Text:

Some of its early impacts have been seen in the fact that Amazon is now the world’s biggest retailer, Uber has become the largest taxi company, Airbnb has become the largest accommodation provider, Instagram is the most valuable photo company, FinTech companies are disrupting the banking industry and the list goes on.

Essentially, these are companies using technology platforms to disrupt the old way of doing business. All these companies do business in Kenya — that is, they have customers in Kenya. So how do you tax the income that these businesses derive from Kenya?

Tax authorities are not ready to tax digital economies

We have all witnessed the struggles of the Kenya Revenue Authority (KRA) in its endeavours to tax landlords and property owners. These are taxpayers who own physical property that can be spotted from space.

You can only imagine their struggles in taxing a technology company that does not even have legal presence in Kenya, let alone a physical one.

In a past conference in Nigeria, I posed a question to the tax authority on how they plan to tax digital/tech companies. The panellist was honest enough to say that they want to first concentrate on what they can see with their eyes then they try the digital economy.

I do not think the panellist had an idea how big the digital economy would be in a few years later.

Required task 1: Decide whether each statement agrees with the passage on taxing digital companies. For each, answer yes or no and quote the words from the passage that settle it. (a) Uber is described as the largest taxi company. (b) The Nigerian panellist said the tax authority would deal with the digital economy before anything else. (c) The companies listed have customers in Kenya.
Required task 2: Continue the passage on taxing digital companies, starting after its final sentence.

Extracted data:

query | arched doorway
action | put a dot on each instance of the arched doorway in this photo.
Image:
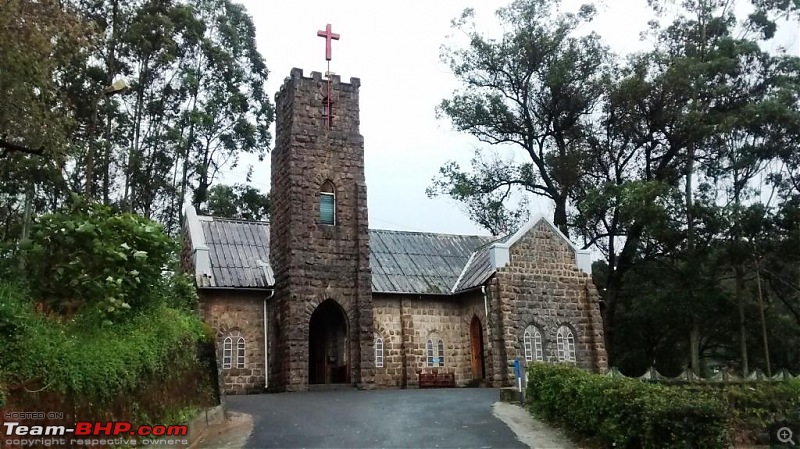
(476, 348)
(328, 358)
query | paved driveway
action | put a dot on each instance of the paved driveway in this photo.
(445, 418)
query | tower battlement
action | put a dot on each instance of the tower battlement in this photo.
(306, 102)
(296, 76)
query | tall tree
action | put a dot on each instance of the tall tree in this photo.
(533, 89)
(238, 201)
(39, 41)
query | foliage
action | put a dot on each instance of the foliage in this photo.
(194, 104)
(238, 201)
(626, 413)
(755, 406)
(532, 89)
(101, 265)
(42, 353)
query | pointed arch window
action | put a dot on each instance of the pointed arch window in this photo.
(378, 352)
(227, 352)
(532, 341)
(240, 352)
(565, 341)
(327, 204)
(233, 356)
(435, 352)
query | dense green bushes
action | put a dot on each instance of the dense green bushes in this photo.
(98, 325)
(43, 352)
(100, 265)
(626, 413)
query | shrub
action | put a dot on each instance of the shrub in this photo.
(626, 413)
(102, 265)
(95, 363)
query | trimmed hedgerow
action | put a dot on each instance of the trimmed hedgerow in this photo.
(754, 406)
(626, 413)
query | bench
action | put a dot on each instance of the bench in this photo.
(437, 380)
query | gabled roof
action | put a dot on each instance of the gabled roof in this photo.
(239, 252)
(419, 262)
(479, 268)
(235, 254)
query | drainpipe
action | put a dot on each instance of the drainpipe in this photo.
(266, 342)
(263, 265)
(485, 304)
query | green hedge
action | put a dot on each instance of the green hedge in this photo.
(626, 413)
(44, 353)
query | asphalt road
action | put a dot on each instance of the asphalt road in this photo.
(445, 418)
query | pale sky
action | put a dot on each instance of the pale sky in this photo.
(394, 48)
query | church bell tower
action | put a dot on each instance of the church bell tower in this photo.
(321, 319)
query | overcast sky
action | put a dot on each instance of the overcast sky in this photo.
(393, 46)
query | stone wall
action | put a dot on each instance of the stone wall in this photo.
(238, 313)
(406, 322)
(313, 262)
(543, 286)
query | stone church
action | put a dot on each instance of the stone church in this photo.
(317, 297)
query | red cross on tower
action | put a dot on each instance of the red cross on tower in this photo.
(328, 35)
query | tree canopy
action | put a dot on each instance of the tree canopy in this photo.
(675, 164)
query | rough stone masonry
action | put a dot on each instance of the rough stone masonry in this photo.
(330, 301)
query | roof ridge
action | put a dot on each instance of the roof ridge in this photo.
(235, 220)
(428, 233)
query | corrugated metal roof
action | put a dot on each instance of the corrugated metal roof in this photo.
(479, 268)
(239, 251)
(401, 262)
(419, 262)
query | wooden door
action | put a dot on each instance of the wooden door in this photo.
(476, 348)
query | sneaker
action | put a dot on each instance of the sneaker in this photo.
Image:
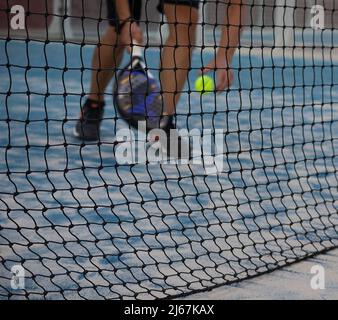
(177, 147)
(174, 147)
(88, 126)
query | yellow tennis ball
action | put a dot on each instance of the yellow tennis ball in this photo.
(204, 84)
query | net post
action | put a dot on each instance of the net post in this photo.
(67, 31)
(284, 23)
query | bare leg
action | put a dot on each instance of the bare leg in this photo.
(107, 56)
(176, 55)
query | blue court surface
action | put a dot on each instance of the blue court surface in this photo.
(84, 226)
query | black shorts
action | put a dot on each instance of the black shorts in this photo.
(191, 3)
(135, 8)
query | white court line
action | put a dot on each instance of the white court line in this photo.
(291, 283)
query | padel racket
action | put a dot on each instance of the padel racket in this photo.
(137, 94)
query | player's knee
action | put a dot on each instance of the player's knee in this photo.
(182, 25)
(110, 37)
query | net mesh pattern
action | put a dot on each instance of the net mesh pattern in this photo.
(82, 225)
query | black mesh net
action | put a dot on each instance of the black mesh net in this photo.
(75, 222)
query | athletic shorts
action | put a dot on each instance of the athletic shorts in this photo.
(135, 8)
(191, 3)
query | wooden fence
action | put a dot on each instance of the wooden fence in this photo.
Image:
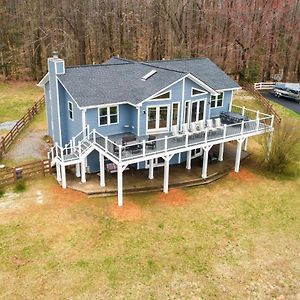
(265, 102)
(264, 85)
(11, 175)
(8, 139)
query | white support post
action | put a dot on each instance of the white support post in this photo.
(221, 152)
(189, 160)
(144, 148)
(120, 185)
(257, 120)
(58, 172)
(225, 129)
(205, 161)
(269, 145)
(238, 156)
(83, 170)
(166, 175)
(245, 144)
(166, 143)
(106, 143)
(243, 110)
(151, 169)
(77, 166)
(102, 169)
(63, 176)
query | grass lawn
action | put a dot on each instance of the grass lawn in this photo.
(238, 238)
(16, 97)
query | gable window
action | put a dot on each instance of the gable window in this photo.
(108, 115)
(196, 92)
(217, 101)
(164, 96)
(70, 110)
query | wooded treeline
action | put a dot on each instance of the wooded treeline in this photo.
(250, 39)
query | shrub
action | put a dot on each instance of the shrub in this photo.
(284, 147)
(19, 187)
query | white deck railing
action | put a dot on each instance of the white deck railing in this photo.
(264, 85)
(259, 122)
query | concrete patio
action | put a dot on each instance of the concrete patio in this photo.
(137, 181)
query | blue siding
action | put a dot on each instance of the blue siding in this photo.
(54, 101)
(214, 112)
(127, 120)
(48, 109)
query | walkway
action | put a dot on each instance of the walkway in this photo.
(136, 181)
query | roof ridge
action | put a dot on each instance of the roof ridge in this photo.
(177, 59)
(95, 65)
(163, 68)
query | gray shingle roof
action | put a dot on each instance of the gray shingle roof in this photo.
(119, 80)
(203, 68)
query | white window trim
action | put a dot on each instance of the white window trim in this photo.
(202, 92)
(158, 130)
(178, 113)
(216, 101)
(169, 91)
(108, 115)
(189, 112)
(72, 110)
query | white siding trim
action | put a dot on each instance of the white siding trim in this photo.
(58, 107)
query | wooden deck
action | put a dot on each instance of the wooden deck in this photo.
(136, 181)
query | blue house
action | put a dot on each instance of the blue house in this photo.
(143, 114)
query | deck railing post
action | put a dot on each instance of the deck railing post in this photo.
(225, 129)
(94, 136)
(106, 144)
(144, 148)
(120, 152)
(242, 127)
(79, 149)
(166, 143)
(257, 120)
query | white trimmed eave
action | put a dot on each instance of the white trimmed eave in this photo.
(44, 80)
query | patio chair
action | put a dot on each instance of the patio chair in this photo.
(218, 123)
(210, 125)
(151, 143)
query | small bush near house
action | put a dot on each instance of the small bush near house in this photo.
(19, 187)
(2, 192)
(284, 147)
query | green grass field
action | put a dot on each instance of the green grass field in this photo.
(237, 238)
(16, 98)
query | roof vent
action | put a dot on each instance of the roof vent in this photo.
(148, 75)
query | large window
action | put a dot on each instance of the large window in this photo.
(108, 115)
(163, 96)
(217, 101)
(157, 118)
(70, 110)
(175, 113)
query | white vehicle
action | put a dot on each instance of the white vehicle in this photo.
(287, 90)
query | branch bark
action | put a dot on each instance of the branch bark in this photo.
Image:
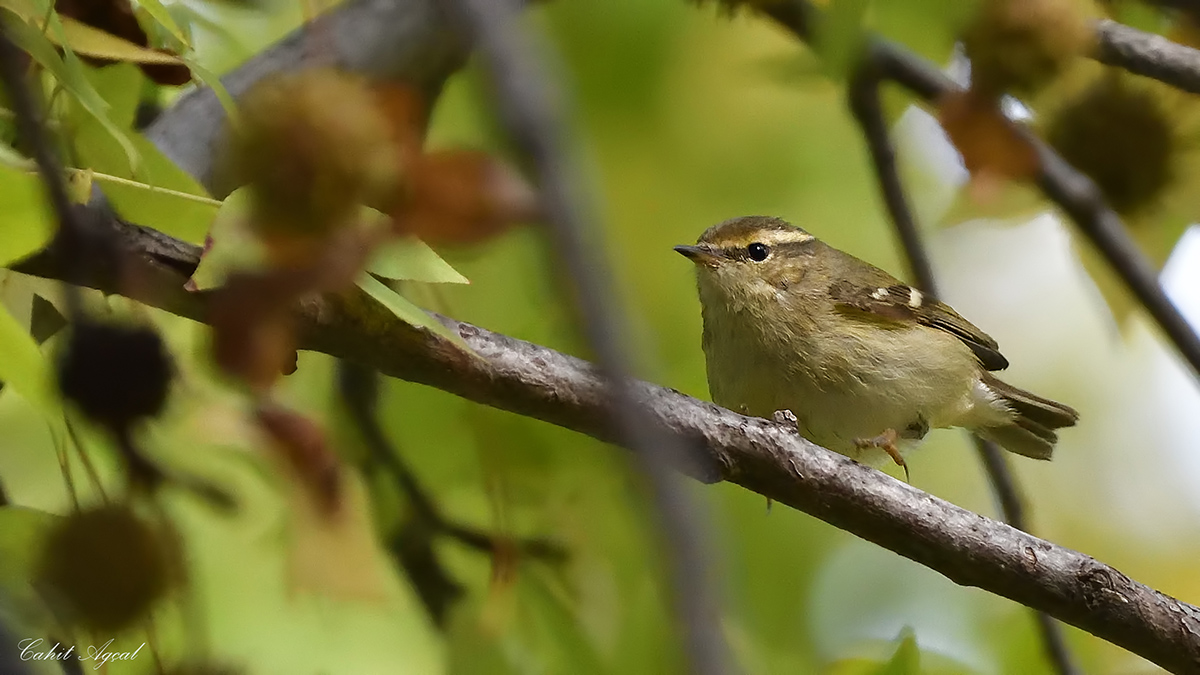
(529, 109)
(1147, 54)
(757, 454)
(864, 102)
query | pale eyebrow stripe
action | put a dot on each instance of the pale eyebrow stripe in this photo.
(784, 237)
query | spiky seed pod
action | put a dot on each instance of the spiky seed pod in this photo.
(313, 145)
(1020, 45)
(1121, 136)
(106, 568)
(117, 375)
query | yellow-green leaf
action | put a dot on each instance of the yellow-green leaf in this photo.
(234, 246)
(72, 76)
(25, 220)
(407, 311)
(412, 260)
(95, 42)
(23, 366)
(163, 18)
(145, 195)
(906, 659)
(213, 82)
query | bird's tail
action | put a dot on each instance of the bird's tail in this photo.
(1031, 430)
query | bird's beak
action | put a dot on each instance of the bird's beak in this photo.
(699, 255)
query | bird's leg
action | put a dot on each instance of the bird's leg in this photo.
(786, 418)
(887, 442)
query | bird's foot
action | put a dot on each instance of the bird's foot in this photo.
(887, 442)
(786, 418)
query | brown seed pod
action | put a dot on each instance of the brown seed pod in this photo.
(1121, 136)
(1020, 45)
(106, 567)
(313, 145)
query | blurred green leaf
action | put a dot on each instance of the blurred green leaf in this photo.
(71, 75)
(841, 36)
(214, 83)
(163, 18)
(906, 659)
(22, 532)
(91, 41)
(23, 366)
(930, 28)
(233, 246)
(175, 215)
(25, 220)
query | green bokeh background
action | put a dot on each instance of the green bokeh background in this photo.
(684, 118)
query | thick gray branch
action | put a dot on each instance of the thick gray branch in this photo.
(754, 453)
(1147, 54)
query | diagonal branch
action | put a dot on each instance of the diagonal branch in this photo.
(528, 107)
(864, 102)
(757, 454)
(1147, 54)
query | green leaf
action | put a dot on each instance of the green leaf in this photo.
(163, 18)
(25, 219)
(24, 530)
(91, 41)
(407, 311)
(234, 248)
(841, 36)
(929, 28)
(906, 659)
(213, 82)
(23, 366)
(173, 214)
(412, 260)
(71, 75)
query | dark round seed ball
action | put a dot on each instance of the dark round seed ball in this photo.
(1122, 138)
(115, 374)
(106, 567)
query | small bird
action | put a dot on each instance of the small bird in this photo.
(865, 364)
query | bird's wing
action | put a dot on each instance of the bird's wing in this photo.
(898, 303)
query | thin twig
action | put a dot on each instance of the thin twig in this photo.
(527, 106)
(864, 102)
(414, 544)
(1147, 54)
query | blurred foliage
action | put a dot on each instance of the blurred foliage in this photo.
(685, 117)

Exercise result 1:
(a) Yes: "Uber has become the largest taxi company"
(b) No: "they want to first concentrate on what they can see with their eyes then they try the digital economy"
(c) Yes: "they have customers in Kenya"

Exercise result 2:
He did not imagine that in two years the taxi business would be controlled by a tech company that he cannot see. He wanted to focus on the yellow cab persons who are now being run out of business by the taxi-hailing app companies.

He also did not expect the service sector’s contribution to the gross domestic product (GDP) of Nigeria to jump from 29 per cent (2013) to about 56 per cent (2015).

Similarly, the contribution of the information, communication and technology (ICT) to GDP has increased from six per cent in 2012 to about 12 per cent in 2016, which translates to about $57 billion (Sh5.8 trillion).

The significance of the digital economy’s contribution to Kenya’s economy

The service sector’s contribution to Kenya’s GDP in 2015 was about 50 per cent. The value of output of the ICT sector is expected to grow to Sh100 billion this year. This is expected to be one of the biggest drivers of the country’s economic growth in the coming years.

Therefore, it should be expected that there are adequate changes in the laws, including tax laws to support this sector.